• _Selected extract_:
EDIT1:
A unit cube ABCDEFGH has rods pinned at its 8 vertices. It is distorted by bringing together opposite vertices A and G ( initial distance AG $=\sqrt3 $ now reduced) thereby increasing angle between spread out edges at A and G from a right angle $90^{\circ}$to $\theta\le 120^{\circ }.$ None of the 6 quadrilaterals (skewed rhombuses) are in a plane.
What are the other 18 angles in terms of distance $x=AG?$ How are they computed?
A rough sketch before deformation with 8 ball joints $x= \sqrt 3$, and,
when AG$\;\to 0$ after full flattening regular hexagon in the plane. Except these two all rhombuses are skewed, not planar or flat.
Thanks!
You can think of this distortion as a contraction scaling operation along $AG$, but combined with an expansion scaling in the other directions so that all the edges/rods remain the same length. A frame made from 12 rods and flexible joints has many more degrees of freedom, but provided that the arrangement of rods at $A$ look the same as those at $G$, and remain symmetrically arranged around the diagonal $AG$, then you will get a squashed cube with rhombus faces. In practice this is very hard to achieve since the slightest misalignment of any of the rods at $A$ or $G$ will cause the whole figure to become misshapen. These edges must not only have the same angles between each other, their angle to the $AG$ diagonal must also all be the same.
In a cube, the tetrahedron $ABDE$ has a height from vertex $A$ of $\frac{|AG|}3$. This will still be the case after the cube is squashed along $AG$. Assuming the edges remain of length $1$, you can use Pythagoras to find that the circumradius of triangle $BDE$ is $r = \sqrt{1-\frac{|AG|^2}9}$. The length of $BD$ is then $r\sqrt3$. This is also the long diagonal of a rhombus face, which makes the obtuse vertex angle equal to $\theta=2 \arcsin (\frac{r\sqrt{3}}2)$.
We can check that this calculation gives correct answers for the extreme cases.
$$|AG|=0 \implies r=1 \implies \theta=2 \arcsin (\frac{\sqrt{3}}2) = 2\cdot 60^\circ =120^\circ $$ $$|AG|=3 \implies r=0 \implies \theta=2 \arcsin 0 = 2\cdot 0^\circ =0^\circ $$ $$|AG|=\sqrt3 \implies r=\sqrt\frac23 \implies \theta=2 \arcsin (\frac{\sqrt{2}}2) = 2\cdot 45^\circ =90^\circ $$

• _Given problem 1_: Decide whether each statement agrees with the squashed-cube thread, answering yes or no and quoting the deciding words: (a) the rods keep the same length during the distortion; (b) the answer calls a symmetric 12-rod frame with flexible joints easy to achieve in practice; (c) the height of tetrahedron ABDE from vertex A changes once the cube is squashed.

• _Input_:

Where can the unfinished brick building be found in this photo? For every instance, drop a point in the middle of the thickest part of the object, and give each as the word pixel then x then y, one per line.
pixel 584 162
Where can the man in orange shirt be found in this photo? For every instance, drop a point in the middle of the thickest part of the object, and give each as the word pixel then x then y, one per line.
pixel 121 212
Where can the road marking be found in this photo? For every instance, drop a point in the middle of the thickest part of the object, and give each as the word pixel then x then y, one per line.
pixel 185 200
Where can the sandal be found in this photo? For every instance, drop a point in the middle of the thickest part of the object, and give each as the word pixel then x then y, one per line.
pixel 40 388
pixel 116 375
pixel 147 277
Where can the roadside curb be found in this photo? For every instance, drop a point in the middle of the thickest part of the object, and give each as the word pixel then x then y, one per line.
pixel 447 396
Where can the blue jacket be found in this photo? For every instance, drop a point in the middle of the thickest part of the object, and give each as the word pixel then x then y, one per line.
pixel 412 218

---

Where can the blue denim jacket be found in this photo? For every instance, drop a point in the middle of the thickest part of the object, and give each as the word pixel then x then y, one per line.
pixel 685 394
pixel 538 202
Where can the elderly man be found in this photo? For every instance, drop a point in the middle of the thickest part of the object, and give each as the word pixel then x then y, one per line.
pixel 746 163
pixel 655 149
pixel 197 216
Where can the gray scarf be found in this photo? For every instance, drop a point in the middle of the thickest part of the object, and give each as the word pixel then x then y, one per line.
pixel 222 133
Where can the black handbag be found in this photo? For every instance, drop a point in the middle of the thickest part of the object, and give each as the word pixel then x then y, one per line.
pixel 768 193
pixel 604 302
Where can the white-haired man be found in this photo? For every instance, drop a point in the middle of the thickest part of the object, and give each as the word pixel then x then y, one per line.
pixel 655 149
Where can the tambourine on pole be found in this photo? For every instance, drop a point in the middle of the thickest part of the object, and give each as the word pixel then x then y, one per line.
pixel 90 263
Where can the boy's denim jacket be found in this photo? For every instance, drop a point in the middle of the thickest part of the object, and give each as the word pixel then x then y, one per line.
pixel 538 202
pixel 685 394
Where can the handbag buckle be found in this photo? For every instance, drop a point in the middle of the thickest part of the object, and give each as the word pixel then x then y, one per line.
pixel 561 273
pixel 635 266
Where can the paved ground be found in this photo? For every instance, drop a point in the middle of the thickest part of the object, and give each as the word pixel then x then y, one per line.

• _Given problem 2_: Scale every point coordinate in the answer rows by 2.1, rounding to whole numbers with halves going up. Write out the rows starting at the row that contains "Where can the unfinished" and ending at the row that contains "pixel 121 212", both included, with the other rows unchanged, and give only those rows.

• _Exercise result 1_:
(a) Yes: "so that all the edges/rods remain the same length"
(b) No: "In practice this is very hard to achieve"
(c) No: "This will still be the case after the cube is squashed"

• _Exercise result 2_:
Where can the unfinished brick building be found in this photo? For every instance, drop a point in the middle of the thickest part of the object, and give each as the word pixel then x then y, one per line.
pixel 1226 340
Where can the man in orange shirt be found in this photo? For every instance, drop a point in the middle of the thickest part of the object, and give each as the word pixel then x then y, one per line.
pixel 254 445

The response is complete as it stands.